▶ SHORT EXERCISE: Can you give the listing below as a numbered list, with blank lines dropped and the pictures left out?

▶ THE INPUT:
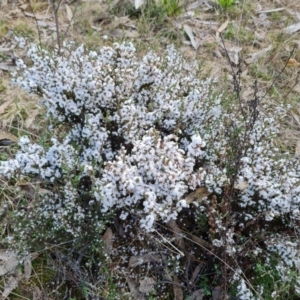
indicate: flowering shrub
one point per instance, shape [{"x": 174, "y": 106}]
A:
[{"x": 139, "y": 135}]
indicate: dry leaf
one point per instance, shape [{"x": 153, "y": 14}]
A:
[
  {"x": 292, "y": 28},
  {"x": 194, "y": 5},
  {"x": 7, "y": 66},
  {"x": 31, "y": 118},
  {"x": 201, "y": 242},
  {"x": 7, "y": 139},
  {"x": 221, "y": 28},
  {"x": 195, "y": 43},
  {"x": 297, "y": 150},
  {"x": 233, "y": 54},
  {"x": 147, "y": 285},
  {"x": 195, "y": 273},
  {"x": 197, "y": 196},
  {"x": 108, "y": 240},
  {"x": 69, "y": 13},
  {"x": 241, "y": 185},
  {"x": 37, "y": 294},
  {"x": 255, "y": 56},
  {"x": 177, "y": 233},
  {"x": 8, "y": 262},
  {"x": 198, "y": 295},
  {"x": 10, "y": 284},
  {"x": 292, "y": 62},
  {"x": 27, "y": 267},
  {"x": 133, "y": 287},
  {"x": 139, "y": 3},
  {"x": 119, "y": 33},
  {"x": 178, "y": 293},
  {"x": 142, "y": 259},
  {"x": 217, "y": 293},
  {"x": 272, "y": 10}
]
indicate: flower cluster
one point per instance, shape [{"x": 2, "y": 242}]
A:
[
  {"x": 135, "y": 122},
  {"x": 139, "y": 135}
]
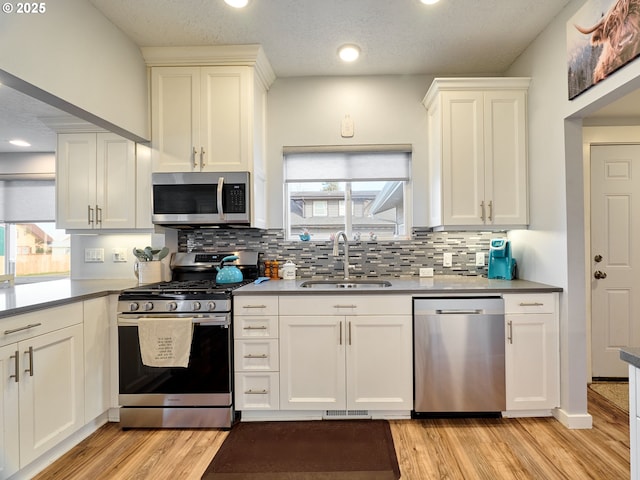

▶ RESULT OF THE TASK:
1. indicate: flowering shrub
2. one point per instance, shape [{"x": 174, "y": 106}]
3. A:
4. [{"x": 139, "y": 135}]
5. indicate: dry leaf
6. one point per instance, shape [{"x": 153, "y": 14}]
7. A:
8. [
9.   {"x": 292, "y": 28},
10.   {"x": 194, "y": 5},
11.   {"x": 7, "y": 66},
12.   {"x": 31, "y": 118},
13.   {"x": 201, "y": 242},
14.   {"x": 7, "y": 139},
15.   {"x": 221, "y": 28},
16.   {"x": 195, "y": 43},
17.   {"x": 297, "y": 150},
18.   {"x": 233, "y": 54},
19.   {"x": 147, "y": 285},
20.   {"x": 195, "y": 273},
21.   {"x": 197, "y": 196},
22.   {"x": 108, "y": 240},
23.   {"x": 69, "y": 13},
24.   {"x": 241, "y": 185},
25.   {"x": 37, "y": 294},
26.   {"x": 255, "y": 56},
27.   {"x": 177, "y": 233},
28.   {"x": 8, "y": 262},
29.   {"x": 198, "y": 295},
30.   {"x": 10, "y": 284},
31.   {"x": 292, "y": 62},
32.   {"x": 27, "y": 267},
33.   {"x": 133, "y": 287},
34.   {"x": 139, "y": 3},
35.   {"x": 119, "y": 33},
36.   {"x": 178, "y": 293},
37.   {"x": 142, "y": 259},
38.   {"x": 217, "y": 293},
39.   {"x": 272, "y": 10}
40. ]
41. indicate: flower cluster
42. one point per instance, shape [{"x": 2, "y": 242}]
43. A:
44. [
45.   {"x": 135, "y": 122},
46.   {"x": 139, "y": 135}
47. ]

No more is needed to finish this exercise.